Text passage —
____________________

KHALID: Melo's startup now has deals with some big pharma and has hired employees in Massachusetts and Texas. The visa program that helped him began as an experiment in 2014. Back then, there were just two foreigners enrolled. Since then, there have been more than three dozen. Here's how it works. The university sponsors Melo on an H-1B visa. Those are the visas for high-skilled workers. They're usually capped for tech companies but not for colleges.
Technically, startup founders are employed by the university. But really, they get to build their business in the U.S. And on campus, you'll see foreign-born entrepreneurs mentoring students, giving them feedback on a business proposal, stuff like that.
UNIDENTIFIED MAN: I mean, I can give you some feedback first. But I actually want to ask you guys a question. So did you guys see the Lego blocks?
UNIDENTIFIED WOMAN: Building Legos?
UNIDENTIFIED MAN: Not a building one...
KHALID: This is part of their job. It's the side hustle that makes their visas legitimate. It's all legal, just kind of a loophole that's become systemized. A venture capitalist in Boston, Jeff Bussgang, first came up with the idea.
JEFF BUSSGANG: I was seeing all of these terrific entrepreneurs from overseas be inspired by our innovation ecosystem. And yet, when they wanted to start a company, we were telling them they were not allowed to stay.

____________________

Data provided —
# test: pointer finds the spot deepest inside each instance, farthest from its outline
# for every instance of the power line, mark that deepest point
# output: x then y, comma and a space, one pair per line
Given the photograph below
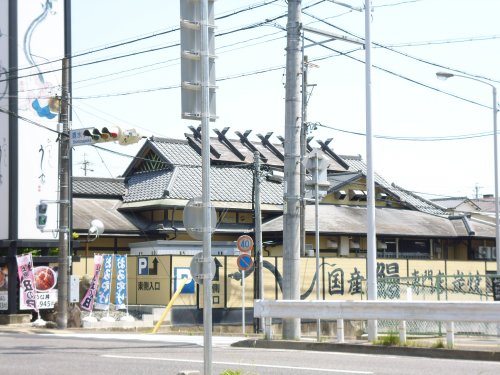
407, 138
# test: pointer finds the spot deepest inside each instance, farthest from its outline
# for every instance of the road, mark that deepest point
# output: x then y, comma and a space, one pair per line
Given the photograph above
121, 354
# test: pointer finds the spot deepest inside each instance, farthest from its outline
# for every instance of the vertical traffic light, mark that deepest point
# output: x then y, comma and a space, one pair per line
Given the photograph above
41, 215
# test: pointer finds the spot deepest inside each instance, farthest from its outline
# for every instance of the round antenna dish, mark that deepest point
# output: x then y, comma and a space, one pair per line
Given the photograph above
96, 227
193, 218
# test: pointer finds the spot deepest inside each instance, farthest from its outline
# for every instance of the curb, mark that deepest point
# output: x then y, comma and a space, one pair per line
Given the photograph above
372, 349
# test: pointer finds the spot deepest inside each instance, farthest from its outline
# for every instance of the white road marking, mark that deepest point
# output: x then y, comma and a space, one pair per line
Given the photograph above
308, 369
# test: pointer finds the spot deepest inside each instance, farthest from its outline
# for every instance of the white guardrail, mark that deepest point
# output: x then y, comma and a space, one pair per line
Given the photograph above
445, 311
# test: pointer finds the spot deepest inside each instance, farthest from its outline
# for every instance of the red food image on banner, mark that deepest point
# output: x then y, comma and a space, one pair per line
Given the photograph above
45, 278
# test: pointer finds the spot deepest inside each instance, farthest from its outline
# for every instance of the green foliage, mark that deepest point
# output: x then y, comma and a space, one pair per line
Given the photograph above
389, 340
438, 345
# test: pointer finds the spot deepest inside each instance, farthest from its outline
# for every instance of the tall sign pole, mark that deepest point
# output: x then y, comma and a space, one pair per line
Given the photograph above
371, 236
64, 169
291, 204
198, 103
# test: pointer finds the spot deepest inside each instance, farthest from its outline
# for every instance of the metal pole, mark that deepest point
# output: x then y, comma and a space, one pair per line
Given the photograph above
495, 138
258, 233
205, 182
446, 75
371, 268
63, 274
291, 207
316, 221
243, 301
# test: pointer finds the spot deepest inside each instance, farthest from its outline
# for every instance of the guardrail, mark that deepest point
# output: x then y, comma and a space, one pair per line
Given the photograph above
446, 311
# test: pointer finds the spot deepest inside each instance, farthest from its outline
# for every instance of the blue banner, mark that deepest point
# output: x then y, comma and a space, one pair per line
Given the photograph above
121, 282
103, 295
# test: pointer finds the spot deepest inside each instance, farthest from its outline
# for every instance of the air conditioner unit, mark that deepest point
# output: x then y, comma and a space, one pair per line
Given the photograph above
483, 252
381, 245
354, 244
332, 244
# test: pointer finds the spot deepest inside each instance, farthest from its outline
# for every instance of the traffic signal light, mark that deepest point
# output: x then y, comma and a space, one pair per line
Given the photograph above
41, 215
111, 134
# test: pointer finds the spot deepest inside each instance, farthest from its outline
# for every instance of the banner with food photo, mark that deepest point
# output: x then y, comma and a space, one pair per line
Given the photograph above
104, 292
87, 302
121, 282
4, 287
26, 282
45, 285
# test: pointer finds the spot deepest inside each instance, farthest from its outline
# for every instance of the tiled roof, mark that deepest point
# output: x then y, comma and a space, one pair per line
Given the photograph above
338, 180
98, 187
405, 196
227, 184
177, 152
336, 220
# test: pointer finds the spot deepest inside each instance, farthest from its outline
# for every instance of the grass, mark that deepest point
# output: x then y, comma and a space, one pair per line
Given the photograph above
390, 340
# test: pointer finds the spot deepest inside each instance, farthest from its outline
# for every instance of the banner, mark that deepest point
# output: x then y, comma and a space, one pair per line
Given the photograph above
26, 281
103, 295
121, 282
87, 302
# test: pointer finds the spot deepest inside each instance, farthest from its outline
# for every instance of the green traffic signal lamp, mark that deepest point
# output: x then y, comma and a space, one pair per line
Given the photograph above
95, 134
110, 132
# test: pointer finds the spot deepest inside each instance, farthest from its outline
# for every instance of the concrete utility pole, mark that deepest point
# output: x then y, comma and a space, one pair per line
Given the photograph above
371, 235
303, 142
258, 235
291, 204
64, 181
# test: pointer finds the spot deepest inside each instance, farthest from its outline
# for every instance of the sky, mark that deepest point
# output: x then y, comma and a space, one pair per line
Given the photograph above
431, 137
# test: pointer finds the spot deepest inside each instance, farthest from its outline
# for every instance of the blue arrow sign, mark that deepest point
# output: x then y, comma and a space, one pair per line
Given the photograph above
244, 262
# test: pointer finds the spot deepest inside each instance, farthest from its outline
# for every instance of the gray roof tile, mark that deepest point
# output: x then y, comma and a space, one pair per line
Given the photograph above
98, 186
226, 184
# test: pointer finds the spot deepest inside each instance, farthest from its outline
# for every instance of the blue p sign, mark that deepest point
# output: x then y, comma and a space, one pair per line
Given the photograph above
142, 266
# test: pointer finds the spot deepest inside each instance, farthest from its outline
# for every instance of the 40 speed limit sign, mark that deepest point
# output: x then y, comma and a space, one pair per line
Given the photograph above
244, 243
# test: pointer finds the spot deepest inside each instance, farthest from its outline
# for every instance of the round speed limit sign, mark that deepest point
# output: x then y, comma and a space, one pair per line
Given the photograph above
244, 243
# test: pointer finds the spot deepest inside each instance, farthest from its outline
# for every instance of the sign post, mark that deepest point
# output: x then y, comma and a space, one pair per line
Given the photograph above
244, 262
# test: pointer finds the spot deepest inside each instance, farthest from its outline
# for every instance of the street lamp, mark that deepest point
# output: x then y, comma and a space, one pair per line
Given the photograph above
446, 75
95, 230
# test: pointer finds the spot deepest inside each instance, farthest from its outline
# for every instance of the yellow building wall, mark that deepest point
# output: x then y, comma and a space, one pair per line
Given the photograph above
152, 280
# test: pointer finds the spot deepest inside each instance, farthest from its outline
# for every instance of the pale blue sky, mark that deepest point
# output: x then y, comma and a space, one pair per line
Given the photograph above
458, 34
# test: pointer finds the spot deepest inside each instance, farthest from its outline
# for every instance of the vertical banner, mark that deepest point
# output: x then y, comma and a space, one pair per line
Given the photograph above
103, 295
4, 128
87, 302
121, 282
26, 281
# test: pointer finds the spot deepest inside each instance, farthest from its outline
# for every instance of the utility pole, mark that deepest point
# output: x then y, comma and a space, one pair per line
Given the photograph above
258, 235
85, 165
64, 165
303, 137
291, 204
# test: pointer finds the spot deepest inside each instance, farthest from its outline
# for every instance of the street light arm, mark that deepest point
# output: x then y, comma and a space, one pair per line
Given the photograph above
446, 75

____________________

Problem — In the transcript about the university visa program for startup founders, who first came up with the idea?

Task response — Jeff Bussgang, a venture capitalist in Boston.